Task to carry out >> Take the records underneath and set them down exactly.

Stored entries
========
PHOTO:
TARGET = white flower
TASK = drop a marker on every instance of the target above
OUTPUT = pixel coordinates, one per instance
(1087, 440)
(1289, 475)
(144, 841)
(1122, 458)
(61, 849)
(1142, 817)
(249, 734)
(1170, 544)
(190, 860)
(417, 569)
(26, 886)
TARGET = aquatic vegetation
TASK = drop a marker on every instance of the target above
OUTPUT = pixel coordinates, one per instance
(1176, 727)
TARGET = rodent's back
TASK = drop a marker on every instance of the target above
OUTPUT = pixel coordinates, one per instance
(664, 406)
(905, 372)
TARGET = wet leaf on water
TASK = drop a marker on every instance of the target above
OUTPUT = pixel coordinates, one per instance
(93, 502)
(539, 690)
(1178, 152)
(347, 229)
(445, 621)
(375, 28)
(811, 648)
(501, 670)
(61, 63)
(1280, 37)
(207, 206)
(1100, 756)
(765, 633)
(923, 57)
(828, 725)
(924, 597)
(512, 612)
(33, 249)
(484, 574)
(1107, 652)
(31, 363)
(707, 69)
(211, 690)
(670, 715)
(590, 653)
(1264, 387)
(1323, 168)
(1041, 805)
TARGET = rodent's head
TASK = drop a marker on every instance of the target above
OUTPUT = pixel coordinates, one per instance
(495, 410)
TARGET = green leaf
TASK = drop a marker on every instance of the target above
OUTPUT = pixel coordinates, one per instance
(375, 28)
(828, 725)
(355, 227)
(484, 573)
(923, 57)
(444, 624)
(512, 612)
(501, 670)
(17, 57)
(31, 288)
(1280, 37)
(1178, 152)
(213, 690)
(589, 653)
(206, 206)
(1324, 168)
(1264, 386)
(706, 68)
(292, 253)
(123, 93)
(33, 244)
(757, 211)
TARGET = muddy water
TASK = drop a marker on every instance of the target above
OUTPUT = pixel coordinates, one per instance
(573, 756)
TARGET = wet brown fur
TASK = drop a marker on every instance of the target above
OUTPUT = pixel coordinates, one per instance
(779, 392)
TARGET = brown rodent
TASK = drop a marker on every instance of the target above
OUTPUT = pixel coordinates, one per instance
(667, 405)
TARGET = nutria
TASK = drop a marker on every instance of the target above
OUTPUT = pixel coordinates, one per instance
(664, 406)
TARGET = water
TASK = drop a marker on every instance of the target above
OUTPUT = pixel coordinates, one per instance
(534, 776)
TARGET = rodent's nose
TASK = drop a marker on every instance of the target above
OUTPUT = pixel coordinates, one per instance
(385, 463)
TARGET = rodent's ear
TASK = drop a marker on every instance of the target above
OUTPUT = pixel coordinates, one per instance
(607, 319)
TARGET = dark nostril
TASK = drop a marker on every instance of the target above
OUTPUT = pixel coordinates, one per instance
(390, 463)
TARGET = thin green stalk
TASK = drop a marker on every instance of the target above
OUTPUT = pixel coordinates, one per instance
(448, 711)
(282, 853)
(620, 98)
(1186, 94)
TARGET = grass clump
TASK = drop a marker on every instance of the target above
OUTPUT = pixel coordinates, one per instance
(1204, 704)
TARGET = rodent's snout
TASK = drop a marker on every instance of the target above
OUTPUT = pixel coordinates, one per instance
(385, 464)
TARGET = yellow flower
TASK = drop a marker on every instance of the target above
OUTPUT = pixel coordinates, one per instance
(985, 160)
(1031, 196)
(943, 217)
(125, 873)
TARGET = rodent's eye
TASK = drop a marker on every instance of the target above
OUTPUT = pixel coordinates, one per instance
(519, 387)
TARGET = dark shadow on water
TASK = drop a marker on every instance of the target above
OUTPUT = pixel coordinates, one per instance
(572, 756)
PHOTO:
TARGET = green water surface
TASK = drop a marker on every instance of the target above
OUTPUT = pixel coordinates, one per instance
========
Finished task >>
PHOTO:
TARGET = white flower
TASK = drop a marker on every instance of the target above
OUTPUT = pixel coordinates, one per instance
(1087, 440)
(1289, 475)
(144, 841)
(1122, 458)
(61, 849)
(1142, 817)
(249, 734)
(1170, 544)
(190, 860)
(417, 569)
(26, 886)
TARGET = aquatic vegetation
TASK = drop a marker on every instance of the target above
OUTPUT = pixel coordinates, one per instance
(1176, 727)
TARGET = rodent's back
TASK = drop a marker on every instance of the target above
OUTPUT = pixel coordinates, one per instance
(664, 406)
(905, 372)
TARGET = wet leaf on water
TASK = drop a marker on every instance of the target above
OUTPUT = pixel coordinates, one per instance
(93, 502)
(539, 690)
(1178, 152)
(347, 229)
(445, 621)
(375, 28)
(811, 648)
(501, 670)
(61, 63)
(1280, 37)
(207, 206)
(1100, 756)
(765, 633)
(923, 57)
(828, 725)
(924, 597)
(512, 612)
(33, 249)
(484, 574)
(1107, 652)
(31, 363)
(707, 69)
(211, 690)
(670, 715)
(590, 653)
(1264, 387)
(1323, 168)
(1041, 805)
TARGET = rodent's head
TASK = drop a marker on every instance of the target above
OUTPUT = pixel coordinates, one per instance
(495, 410)
TARGET = green leaf
TASK = drop a marker on every instance of the target above
OUTPUT = pixel coordinates, one per instance
(375, 28)
(828, 725)
(355, 227)
(484, 573)
(923, 57)
(444, 624)
(512, 612)
(501, 670)
(17, 57)
(31, 288)
(1280, 37)
(1178, 152)
(213, 690)
(589, 653)
(206, 206)
(1324, 168)
(1264, 386)
(706, 68)
(292, 253)
(123, 93)
(33, 244)
(757, 211)
TARGET = muddy water
TASK = drop a marker on every instance of the target above
OUTPUT = pixel coordinates, one per instance
(573, 756)
TARGET = wet brown fur
TASK = drop a marker on every instance of the target above
OUTPUT = pixel coordinates, one per instance
(779, 392)
TARGET = brown rodent
TASK = drop a marker on every instance of the target above
OUTPUT = pixel coordinates, one per instance
(667, 405)
TARGET = nutria
TASK = drop a marker on every instance of the target above
OUTPUT = pixel coordinates, one per instance
(664, 406)
TARGET = water
TASK = drop a marker on every instance of the target above
OUTPUT = pixel coordinates, one per instance
(534, 776)
TARGET = rodent's nose
TASK = drop a marker on every instance of the target above
OUTPUT = pixel coordinates, one per instance
(385, 463)
TARGET = rodent's ear
TASK = drop a marker on every instance of the target above
OUTPUT = pixel coordinates, one per instance
(607, 319)
TARGET = dark nostril
TASK = drop a marker on every instance of the target above
OUTPUT = pixel coordinates, one per instance
(390, 463)
TARGET = thin green stalk
TASK = drop a marker on every instance of the target above
OUTPUT = pixel coordinates, one per instance
(448, 711)
(282, 853)
(620, 98)
(1186, 94)
TARGET = grass clump
TASK = drop a marker on every instance of the target above
OUTPUT = pixel coordinates, one per instance
(1204, 704)
TARGET = rodent's snout
TASK = drop a marker on every instance of the target above
OUTPUT = pixel coordinates, one per instance
(385, 464)
TARGET = yellow flower
TASK = drop a marker on every instance of the target above
OUTPUT = pixel coordinates, one per instance
(985, 160)
(1031, 196)
(943, 217)
(125, 873)
TARGET = rodent's eye
TASK = drop a marker on every instance of the target above
OUTPUT = pixel coordinates, one per instance
(519, 387)
TARGET = dark shadow on water
TASK = drop a marker on every instance of the target above
OUTPUT = pixel coordinates, one per instance
(572, 756)
PHOTO:
TARGET = green water surface
TASK = drop a marker on every instance of the target above
OUTPUT = pixel coordinates, one per instance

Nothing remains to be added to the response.